■ Excerpted text
-*-*-

6
votes

Microsoft's documention of Parallel.For contains the following method:

static void MultiplyMatricesParallel(double[,] matA, double[,] matB, double[,] result)
{
    int matACols = matA.GetLength(1);
    int matBCols = matB.GetLength(1);
    int matARows = matA.GetLength(0);

    // A basic matrix multiplication.
    // Parallelize the outer loop to partition the source array by rows.
    Parallel.For(0, matARows, i =>
    {
        for (int j = 0; j < matBCols; j++)
        {
            double temp = 0;
            for (int k = 0; k < matACols; k++)
            {
                temp += matA[i, k] * matB[k, j];
            }
            result[i, j] = temp;
        }
    }); // Parallel.For
}

In this method, potentially multiple threads read values from matA and matB, which were both created and initialized on the calling thread, and potentially multiple threads write values to result, which is later read by the calling thread. Within the lambda passed to Parallel.For, there is no explicit locking around the array reads and writes. Because this example comes from Microsoft, I assume it's thread-safe, but I'm trying to understand what's going on behind the scenes to make it thread-safe.

To the best of my understanding from what I've read and other questions I've asked on SO (for example this one), several memory barriers are needed to make this all work. Those are:

  1. a memory barrier on the calling thread after creating and intializing matA and matB,
  2. a memory barrier on each non-calling thread before reading values from matA and matB,
  3. a memory barrier on each non-calling thread after writing values to result, and
  4. a memory barrier on the calling thread before reading values from result.

-*-*-

■ Recorded data
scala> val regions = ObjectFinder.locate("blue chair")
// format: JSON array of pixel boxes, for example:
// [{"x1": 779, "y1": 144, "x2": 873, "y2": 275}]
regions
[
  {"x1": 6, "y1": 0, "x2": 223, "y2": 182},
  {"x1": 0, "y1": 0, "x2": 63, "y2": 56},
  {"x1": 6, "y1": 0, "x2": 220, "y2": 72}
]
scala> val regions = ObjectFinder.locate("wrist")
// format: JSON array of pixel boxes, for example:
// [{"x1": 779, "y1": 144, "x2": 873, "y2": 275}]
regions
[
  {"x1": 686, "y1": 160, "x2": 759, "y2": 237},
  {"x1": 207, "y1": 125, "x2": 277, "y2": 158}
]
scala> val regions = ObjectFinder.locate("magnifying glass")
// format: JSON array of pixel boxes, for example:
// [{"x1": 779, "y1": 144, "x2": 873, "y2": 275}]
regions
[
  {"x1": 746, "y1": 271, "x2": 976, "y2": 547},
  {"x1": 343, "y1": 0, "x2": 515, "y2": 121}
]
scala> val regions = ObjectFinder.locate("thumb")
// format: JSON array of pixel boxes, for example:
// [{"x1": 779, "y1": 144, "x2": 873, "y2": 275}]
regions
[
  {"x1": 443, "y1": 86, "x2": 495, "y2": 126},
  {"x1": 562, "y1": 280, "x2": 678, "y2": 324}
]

-*-*-

■ Exercise brief
Quote the Parallel.For post between "Parallel.For(0, matARows, i" and "< matACols; k++)", inclusive.

■ Expected answer
Parallel.For(0, matARows, i =>
    {
        for (int j = 0; j < matBCols; j++)
        {
            double temp = 0;
            for (int k = 0; k < matACols; k++)